[[ Passage, beginning ]]

Stealing Civil Rights From VictimsPublished by John Hopkins in Medical Malpractice, Professional Liability
Medical negligence happens. That is a fact.
Other professional negligence happens, too.
One of the differences that distinguish medical professionals from other professionals who are negligent is tort reform laws passed by states intending to protect and insulate medical professionals from their negligence. Other professionals are apparently “on their own”.
Texas and Florida are two of the states that have passed some really draconian laws that punish patients who suffer injury as the result of a doctor’s negligence. The legislatures use a variety of arguments to pass these laws: doctors are fleeing the state, medical malpractice premiums are too high, and there are too many frivolous lawsuits.
We have written about this before and plenty of evidence documents:
- Doctors seldom “flee” a state because of malpractice lawsuits and doctors seldom come to a state because they have passed tort reform.
- Insurance company executives have testified under oath that lawsuits have little influence over malpractice premiums. Several told the Florida legislature that passage of certain tort reform laws would NOT lower premiums. Then Florida legislators passed the laws anyway.
- There is almost NO frivolous medical malpractice lawsuits filed. The cost of prosecuting a medical malpractice case is so substantial; attorneys cannot afford to pursue cases that are not reasonably clear negligence.
Let’s look at an actual case, involving a lady in Texas by the name of Connie Spears. She was taken to the hospital emergency room with complaints of severe leg pain and she told physicians about her history of blood clots. The emergency room ignored her history of blood clots and sent her home with an insignificant diagnosis. Days went by with Ms. Spear continuing to suffer pain in her legs, the legs became swollen, and she developed delusional symptoms. She was taken to another hospital where she was diagnosed with severe blood clotting causing major vessels in her legs to completely occlude. Physicians ultimately amputated both of her legs because of tissue death from lack of blood circulation.
Texas, as Florida, has a law that establishes that a victim of negligence in an emergency room must prove the negligence was “willful and wanton”; in other words, intentional. In Ms. Spears case she would be required to prove that the emergency room doctors intended she have clots develop so severely that she would lose her legs.
Sound stupid? Sound completely ridiculous? Yes, it does; but that is exactly what the Florida legislature has done, too. It was not enough to financially protect doctors and hospitals, legislators had to go the extra mile in discouraging lawsuits against emergency room doctors.

[[ Passage, end ]]
[[ Given data, beginning ]]

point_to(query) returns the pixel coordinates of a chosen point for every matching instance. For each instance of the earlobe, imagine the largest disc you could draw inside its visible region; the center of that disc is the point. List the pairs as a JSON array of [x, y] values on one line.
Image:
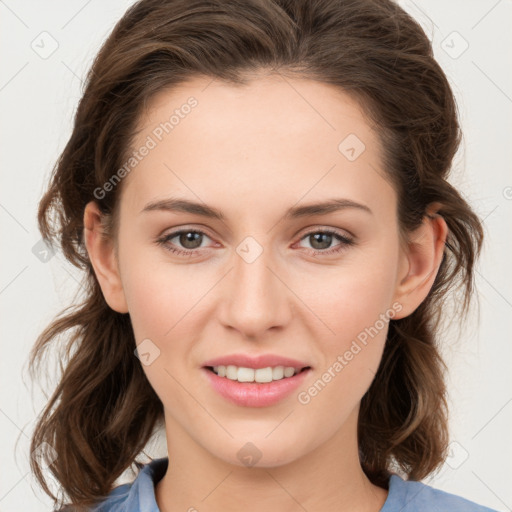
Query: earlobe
[[103, 259], [423, 255]]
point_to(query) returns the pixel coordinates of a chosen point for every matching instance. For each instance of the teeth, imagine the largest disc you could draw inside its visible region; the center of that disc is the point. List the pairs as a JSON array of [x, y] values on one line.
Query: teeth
[[262, 375]]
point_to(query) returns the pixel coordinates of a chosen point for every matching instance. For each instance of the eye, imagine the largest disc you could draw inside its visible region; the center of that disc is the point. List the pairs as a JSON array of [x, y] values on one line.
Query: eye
[[321, 240], [191, 240]]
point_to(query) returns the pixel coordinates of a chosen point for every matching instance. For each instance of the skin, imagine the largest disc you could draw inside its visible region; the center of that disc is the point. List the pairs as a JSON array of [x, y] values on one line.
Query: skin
[[253, 152]]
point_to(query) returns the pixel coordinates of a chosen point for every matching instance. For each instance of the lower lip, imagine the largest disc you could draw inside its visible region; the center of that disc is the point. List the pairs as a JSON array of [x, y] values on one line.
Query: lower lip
[[254, 394]]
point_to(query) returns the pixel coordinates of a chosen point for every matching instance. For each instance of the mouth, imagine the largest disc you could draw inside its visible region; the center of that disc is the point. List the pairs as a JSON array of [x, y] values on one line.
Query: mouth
[[256, 375], [255, 387]]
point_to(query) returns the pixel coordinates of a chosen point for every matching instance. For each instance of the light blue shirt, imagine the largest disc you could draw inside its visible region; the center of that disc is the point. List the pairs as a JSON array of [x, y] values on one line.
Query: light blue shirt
[[403, 495]]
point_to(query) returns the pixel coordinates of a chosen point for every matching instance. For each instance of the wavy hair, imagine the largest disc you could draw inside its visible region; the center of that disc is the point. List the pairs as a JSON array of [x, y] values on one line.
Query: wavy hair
[[103, 410]]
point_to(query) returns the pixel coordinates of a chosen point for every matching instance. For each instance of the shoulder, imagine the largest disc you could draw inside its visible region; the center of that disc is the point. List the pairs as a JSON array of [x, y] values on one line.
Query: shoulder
[[410, 495], [137, 495]]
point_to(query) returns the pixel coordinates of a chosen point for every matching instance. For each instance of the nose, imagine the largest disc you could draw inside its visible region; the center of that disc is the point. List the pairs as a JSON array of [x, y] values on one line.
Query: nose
[[255, 296]]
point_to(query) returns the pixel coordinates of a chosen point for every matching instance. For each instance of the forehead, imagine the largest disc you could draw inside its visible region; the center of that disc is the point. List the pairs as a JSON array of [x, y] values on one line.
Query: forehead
[[273, 138]]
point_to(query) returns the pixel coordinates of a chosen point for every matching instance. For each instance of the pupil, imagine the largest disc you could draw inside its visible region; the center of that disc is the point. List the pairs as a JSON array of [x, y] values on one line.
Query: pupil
[[192, 237], [317, 238]]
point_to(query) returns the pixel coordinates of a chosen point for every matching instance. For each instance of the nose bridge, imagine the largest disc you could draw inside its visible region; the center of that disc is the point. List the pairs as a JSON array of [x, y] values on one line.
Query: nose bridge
[[257, 299]]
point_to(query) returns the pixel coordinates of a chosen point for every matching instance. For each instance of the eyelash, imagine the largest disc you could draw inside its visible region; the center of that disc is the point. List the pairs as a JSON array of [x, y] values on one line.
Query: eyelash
[[345, 241]]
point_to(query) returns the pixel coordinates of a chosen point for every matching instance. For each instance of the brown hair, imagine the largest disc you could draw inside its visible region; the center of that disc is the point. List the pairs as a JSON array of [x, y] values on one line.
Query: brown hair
[[103, 410]]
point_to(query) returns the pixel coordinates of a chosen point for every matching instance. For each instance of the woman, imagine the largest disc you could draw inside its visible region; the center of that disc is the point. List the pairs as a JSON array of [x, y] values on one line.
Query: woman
[[257, 191]]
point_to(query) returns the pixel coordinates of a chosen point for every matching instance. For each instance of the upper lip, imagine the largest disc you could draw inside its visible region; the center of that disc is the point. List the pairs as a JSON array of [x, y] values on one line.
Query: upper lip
[[260, 361]]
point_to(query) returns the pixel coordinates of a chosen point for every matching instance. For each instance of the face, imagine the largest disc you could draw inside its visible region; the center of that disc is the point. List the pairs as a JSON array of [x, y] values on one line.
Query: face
[[270, 276]]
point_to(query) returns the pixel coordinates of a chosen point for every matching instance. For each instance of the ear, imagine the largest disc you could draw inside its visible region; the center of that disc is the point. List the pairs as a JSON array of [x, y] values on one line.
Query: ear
[[102, 255], [421, 260]]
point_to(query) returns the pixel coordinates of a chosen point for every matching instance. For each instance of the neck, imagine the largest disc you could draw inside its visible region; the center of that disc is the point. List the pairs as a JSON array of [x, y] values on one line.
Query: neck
[[328, 478]]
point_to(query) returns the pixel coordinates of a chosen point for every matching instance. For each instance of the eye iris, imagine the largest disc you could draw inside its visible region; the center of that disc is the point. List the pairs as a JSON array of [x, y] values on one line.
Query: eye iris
[[317, 237], [190, 236]]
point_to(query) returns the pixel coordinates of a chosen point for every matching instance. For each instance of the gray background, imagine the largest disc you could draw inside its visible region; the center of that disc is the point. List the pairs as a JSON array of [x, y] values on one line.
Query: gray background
[[46, 48]]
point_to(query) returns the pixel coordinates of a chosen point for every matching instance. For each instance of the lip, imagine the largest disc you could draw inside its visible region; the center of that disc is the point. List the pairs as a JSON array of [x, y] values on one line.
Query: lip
[[260, 361], [254, 394]]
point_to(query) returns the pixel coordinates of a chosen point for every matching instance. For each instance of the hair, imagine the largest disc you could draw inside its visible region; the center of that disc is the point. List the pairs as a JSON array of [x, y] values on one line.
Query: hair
[[103, 410]]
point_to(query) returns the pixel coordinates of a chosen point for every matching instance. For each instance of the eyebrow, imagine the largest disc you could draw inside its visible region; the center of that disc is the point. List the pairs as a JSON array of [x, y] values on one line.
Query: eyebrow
[[186, 206]]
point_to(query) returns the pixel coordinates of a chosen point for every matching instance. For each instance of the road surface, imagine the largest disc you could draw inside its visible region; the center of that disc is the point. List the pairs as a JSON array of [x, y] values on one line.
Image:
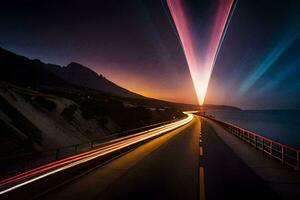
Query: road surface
[[188, 163]]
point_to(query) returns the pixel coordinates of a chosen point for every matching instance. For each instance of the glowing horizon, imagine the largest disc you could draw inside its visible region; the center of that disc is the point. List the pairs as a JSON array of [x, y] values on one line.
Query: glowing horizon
[[200, 70]]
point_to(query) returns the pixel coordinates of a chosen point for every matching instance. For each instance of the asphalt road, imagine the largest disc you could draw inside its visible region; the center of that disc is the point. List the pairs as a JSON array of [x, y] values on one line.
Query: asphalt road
[[178, 165]]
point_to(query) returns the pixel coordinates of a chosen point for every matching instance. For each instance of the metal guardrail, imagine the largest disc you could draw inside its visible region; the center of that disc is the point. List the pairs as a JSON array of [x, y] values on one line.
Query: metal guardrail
[[285, 154], [34, 159]]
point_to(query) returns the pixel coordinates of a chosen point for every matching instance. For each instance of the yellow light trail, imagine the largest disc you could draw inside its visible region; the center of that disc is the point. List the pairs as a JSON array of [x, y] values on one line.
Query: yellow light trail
[[49, 169]]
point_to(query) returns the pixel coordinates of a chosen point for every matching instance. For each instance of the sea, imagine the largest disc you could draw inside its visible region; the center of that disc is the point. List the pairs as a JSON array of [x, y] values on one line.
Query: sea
[[280, 125]]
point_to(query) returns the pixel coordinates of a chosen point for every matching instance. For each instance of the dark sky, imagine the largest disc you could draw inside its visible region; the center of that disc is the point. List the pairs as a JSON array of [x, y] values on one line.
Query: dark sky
[[133, 43]]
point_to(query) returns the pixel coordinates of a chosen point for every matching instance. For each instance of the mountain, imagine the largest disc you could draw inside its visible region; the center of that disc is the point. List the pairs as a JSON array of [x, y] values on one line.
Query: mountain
[[22, 71], [80, 75], [25, 72]]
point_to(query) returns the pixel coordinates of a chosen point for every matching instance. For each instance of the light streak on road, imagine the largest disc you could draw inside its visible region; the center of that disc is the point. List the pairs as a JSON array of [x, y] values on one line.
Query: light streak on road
[[38, 173]]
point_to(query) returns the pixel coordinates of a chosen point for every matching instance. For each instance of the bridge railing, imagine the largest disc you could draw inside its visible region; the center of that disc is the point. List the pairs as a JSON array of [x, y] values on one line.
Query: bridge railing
[[285, 154]]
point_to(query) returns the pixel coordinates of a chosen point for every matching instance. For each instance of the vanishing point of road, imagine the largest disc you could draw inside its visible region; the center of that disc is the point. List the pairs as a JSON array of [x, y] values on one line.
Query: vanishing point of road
[[191, 162]]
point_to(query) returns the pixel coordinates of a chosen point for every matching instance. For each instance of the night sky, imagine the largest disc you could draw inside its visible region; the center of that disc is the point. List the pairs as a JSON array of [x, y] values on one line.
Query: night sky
[[135, 44]]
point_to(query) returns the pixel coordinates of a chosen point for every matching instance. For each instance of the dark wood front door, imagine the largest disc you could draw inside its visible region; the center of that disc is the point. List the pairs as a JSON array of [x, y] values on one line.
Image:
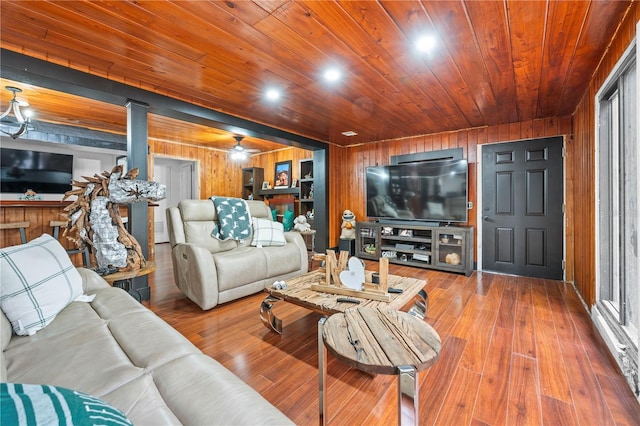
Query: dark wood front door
[[522, 199]]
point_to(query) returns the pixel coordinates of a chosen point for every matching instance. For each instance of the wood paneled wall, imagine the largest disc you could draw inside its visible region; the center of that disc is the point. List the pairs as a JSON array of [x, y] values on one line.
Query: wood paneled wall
[[347, 189], [582, 149], [218, 174]]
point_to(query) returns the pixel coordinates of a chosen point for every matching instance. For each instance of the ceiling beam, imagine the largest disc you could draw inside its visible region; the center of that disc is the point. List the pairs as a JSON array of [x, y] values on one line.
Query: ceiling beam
[[26, 69]]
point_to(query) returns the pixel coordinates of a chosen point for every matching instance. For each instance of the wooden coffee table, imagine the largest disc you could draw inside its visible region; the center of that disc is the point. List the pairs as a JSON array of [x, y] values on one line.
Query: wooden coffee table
[[379, 341], [299, 293]]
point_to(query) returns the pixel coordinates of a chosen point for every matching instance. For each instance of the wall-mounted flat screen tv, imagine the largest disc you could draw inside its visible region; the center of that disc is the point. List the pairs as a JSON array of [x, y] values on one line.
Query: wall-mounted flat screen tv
[[43, 172], [429, 191]]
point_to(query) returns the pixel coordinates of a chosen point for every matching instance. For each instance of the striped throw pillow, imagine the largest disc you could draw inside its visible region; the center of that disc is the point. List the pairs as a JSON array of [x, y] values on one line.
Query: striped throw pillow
[[22, 404], [267, 233], [38, 280]]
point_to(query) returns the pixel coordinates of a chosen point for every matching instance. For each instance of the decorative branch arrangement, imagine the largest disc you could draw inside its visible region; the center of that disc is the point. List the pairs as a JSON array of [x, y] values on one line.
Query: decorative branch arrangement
[[94, 218]]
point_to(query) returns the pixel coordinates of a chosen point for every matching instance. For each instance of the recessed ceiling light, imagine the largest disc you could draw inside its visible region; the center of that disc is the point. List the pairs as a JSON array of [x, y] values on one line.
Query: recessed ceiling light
[[272, 94], [425, 43], [332, 75]]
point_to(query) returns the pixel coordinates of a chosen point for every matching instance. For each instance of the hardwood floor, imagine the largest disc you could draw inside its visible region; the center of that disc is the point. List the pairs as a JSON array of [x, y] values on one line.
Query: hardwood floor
[[515, 351]]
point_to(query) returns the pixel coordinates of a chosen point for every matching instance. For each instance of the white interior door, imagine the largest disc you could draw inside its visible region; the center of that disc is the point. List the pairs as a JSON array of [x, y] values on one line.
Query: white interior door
[[180, 178]]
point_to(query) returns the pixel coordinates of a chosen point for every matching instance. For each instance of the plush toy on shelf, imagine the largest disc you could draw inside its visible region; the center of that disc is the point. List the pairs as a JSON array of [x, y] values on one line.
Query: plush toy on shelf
[[301, 224], [348, 226]]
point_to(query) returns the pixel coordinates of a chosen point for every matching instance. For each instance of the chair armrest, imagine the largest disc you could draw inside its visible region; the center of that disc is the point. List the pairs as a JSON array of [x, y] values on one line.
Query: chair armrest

[[ Given data, end ]]

## Complete the following
(1) In the tort reform article, what did physicians ultimately do to Connie Spears, and why?
(2) Rewrite the tort reform article from "- Insurance company" to "reasonably clear negligence.", swapping in "rates" wherever "premiums" appears.

## Exercise responses
(1) They amputated both of her legs because of tissue death from lack of blood circulation.

(2)
- Insurance company executives have testified under oath that lawsuits have little influence over malpractice rates. Several told the Florida legislature that passage of certain tort reform laws would NOT lower rates. Then Florida legislators passed the laws anyway.
- There is almost NO frivolous medical malpractice lawsuits filed. The cost of prosecuting a medical malpractice case is so substantial; attorneys cannot afford to pursue cases that are not reasonably clear negligence.